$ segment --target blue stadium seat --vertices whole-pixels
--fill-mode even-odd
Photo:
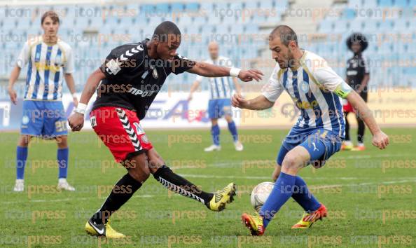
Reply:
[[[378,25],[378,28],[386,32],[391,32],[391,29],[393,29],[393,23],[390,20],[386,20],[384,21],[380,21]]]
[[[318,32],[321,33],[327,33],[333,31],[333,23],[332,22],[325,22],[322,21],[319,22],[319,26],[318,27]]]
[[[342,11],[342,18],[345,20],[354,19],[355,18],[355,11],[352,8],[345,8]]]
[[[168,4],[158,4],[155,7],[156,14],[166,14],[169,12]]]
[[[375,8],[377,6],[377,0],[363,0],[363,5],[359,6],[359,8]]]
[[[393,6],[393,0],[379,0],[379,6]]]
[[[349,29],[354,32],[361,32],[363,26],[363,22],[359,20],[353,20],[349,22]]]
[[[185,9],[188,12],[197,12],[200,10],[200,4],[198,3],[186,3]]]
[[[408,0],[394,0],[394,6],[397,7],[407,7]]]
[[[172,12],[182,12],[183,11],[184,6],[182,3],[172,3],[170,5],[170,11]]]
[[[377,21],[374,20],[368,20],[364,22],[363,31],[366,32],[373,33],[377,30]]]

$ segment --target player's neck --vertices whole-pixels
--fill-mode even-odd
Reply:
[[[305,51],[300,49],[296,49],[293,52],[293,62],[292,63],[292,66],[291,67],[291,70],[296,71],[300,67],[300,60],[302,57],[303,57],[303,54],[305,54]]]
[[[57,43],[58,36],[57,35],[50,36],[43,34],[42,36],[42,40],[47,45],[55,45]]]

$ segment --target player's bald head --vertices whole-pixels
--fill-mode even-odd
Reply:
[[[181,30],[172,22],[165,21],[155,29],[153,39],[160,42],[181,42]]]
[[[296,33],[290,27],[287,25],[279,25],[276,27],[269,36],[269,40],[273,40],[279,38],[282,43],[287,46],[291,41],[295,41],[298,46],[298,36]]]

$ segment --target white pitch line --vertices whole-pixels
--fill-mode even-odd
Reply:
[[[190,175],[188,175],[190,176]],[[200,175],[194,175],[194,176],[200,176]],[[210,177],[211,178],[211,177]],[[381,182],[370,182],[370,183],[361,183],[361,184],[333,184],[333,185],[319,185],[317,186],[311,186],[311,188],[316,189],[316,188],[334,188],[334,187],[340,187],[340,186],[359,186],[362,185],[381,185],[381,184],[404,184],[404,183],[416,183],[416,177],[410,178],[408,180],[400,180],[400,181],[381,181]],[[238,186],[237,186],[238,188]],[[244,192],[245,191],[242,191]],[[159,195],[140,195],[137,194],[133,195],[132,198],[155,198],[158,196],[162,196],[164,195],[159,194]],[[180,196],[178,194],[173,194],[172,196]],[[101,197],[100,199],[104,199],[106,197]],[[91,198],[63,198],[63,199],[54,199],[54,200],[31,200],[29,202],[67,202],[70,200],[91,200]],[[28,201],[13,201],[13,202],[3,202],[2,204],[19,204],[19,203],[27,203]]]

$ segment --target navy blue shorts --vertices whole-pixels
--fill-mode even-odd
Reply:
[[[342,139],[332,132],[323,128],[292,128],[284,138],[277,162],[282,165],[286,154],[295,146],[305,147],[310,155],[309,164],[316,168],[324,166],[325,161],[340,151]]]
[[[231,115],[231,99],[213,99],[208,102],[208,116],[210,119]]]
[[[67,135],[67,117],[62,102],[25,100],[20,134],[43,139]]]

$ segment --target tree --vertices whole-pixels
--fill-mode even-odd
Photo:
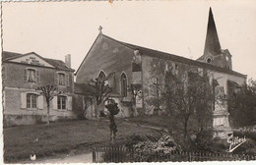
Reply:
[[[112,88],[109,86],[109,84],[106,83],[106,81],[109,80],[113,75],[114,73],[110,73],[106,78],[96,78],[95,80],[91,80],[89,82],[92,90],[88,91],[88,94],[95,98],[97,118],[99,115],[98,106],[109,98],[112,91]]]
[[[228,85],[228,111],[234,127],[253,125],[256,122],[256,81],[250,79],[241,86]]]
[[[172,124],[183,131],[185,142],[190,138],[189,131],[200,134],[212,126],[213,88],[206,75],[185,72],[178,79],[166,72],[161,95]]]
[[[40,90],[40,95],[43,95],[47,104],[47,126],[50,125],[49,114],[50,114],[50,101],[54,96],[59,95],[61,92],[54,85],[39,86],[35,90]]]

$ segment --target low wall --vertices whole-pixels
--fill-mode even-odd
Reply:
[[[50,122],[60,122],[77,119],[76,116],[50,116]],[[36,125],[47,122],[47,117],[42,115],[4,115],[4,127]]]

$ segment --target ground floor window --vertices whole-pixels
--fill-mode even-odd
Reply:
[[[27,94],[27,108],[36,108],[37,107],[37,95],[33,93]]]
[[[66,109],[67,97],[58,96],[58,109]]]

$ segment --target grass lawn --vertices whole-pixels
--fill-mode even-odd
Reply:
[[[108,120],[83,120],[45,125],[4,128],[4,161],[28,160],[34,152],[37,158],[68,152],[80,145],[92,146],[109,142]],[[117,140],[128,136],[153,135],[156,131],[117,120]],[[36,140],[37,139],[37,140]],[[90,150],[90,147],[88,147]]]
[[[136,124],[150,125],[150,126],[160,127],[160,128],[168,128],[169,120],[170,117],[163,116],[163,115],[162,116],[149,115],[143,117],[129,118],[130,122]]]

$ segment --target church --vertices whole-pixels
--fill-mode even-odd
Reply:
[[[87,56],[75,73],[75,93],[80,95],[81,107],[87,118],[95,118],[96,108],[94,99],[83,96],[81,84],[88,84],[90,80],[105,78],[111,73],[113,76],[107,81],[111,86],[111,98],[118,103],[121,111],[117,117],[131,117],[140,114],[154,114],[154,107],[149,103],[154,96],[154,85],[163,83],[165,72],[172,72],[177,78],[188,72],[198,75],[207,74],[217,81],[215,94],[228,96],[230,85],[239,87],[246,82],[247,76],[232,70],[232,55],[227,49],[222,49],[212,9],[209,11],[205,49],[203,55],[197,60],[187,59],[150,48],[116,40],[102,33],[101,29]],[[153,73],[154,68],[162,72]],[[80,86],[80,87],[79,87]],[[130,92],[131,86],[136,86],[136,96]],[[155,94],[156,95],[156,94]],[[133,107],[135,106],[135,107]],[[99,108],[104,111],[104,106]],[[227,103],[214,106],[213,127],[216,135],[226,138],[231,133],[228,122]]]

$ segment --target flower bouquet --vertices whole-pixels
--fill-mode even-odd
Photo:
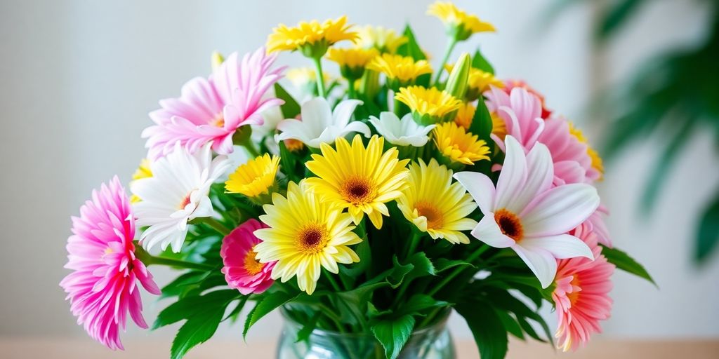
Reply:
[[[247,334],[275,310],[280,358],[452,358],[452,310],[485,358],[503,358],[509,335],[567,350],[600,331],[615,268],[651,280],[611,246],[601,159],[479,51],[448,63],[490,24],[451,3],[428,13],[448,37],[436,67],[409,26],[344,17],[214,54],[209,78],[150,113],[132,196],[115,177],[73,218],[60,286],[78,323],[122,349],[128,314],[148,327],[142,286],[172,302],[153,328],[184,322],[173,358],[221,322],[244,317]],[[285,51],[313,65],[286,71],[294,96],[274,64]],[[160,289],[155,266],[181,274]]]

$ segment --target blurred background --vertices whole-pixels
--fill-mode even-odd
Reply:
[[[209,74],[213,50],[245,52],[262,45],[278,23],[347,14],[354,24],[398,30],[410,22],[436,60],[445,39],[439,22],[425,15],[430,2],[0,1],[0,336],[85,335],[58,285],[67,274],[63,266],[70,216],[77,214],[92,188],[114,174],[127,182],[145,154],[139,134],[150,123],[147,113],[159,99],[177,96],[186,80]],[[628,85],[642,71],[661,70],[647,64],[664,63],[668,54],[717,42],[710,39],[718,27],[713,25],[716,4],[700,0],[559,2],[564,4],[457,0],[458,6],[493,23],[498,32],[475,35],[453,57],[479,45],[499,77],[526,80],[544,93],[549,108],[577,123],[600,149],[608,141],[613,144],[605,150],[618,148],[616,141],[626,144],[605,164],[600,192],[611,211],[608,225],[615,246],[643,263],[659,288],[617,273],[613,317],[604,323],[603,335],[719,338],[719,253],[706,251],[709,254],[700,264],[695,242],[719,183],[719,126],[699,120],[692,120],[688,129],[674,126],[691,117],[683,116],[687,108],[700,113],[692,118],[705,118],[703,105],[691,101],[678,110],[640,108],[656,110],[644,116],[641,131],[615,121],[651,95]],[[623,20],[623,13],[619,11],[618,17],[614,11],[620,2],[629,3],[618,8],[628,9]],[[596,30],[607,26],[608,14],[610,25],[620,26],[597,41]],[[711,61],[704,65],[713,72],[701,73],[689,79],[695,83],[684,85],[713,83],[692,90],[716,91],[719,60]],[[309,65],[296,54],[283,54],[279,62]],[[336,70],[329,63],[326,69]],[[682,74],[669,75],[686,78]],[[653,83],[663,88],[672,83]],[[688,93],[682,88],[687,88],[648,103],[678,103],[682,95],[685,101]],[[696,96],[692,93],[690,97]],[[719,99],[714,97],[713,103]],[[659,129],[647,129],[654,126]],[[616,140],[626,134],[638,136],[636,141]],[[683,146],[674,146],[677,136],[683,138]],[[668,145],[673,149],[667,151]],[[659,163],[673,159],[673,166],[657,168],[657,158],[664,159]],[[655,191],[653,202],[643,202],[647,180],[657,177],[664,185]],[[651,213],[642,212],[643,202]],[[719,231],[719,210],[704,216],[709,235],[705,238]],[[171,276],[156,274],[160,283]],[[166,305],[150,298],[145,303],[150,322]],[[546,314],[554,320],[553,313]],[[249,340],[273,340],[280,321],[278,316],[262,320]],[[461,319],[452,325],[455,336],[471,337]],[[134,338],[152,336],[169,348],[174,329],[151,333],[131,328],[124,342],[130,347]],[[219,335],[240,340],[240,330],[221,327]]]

TO DO: Gather every line of the data above that contains the string "segment".

WRITTEN ANSWER:
$ segment --target blue stadium seat --vertices whole-pixels
$ segment --target player's neck --vertices whole-pixels
$ segment --target player's bald head --vertices whole-pixels
$ segment --target white pitch line --vertices whole-pixels
$ segment --target navy blue shorts --vertices whole-pixels
$ segment --target tree --vertices whole-pixels
$ segment --target low wall --vertices whole-pixels
$ segment --target ground floor window --vertices whole-pixels
$ segment --target grass lawn --vertices whole-pixels
$ segment --target church --vertices whole-pixels
$ segment --target flower bouquet --vertices whole-pixels
$ segment --target blurred background --vertices whole-pixels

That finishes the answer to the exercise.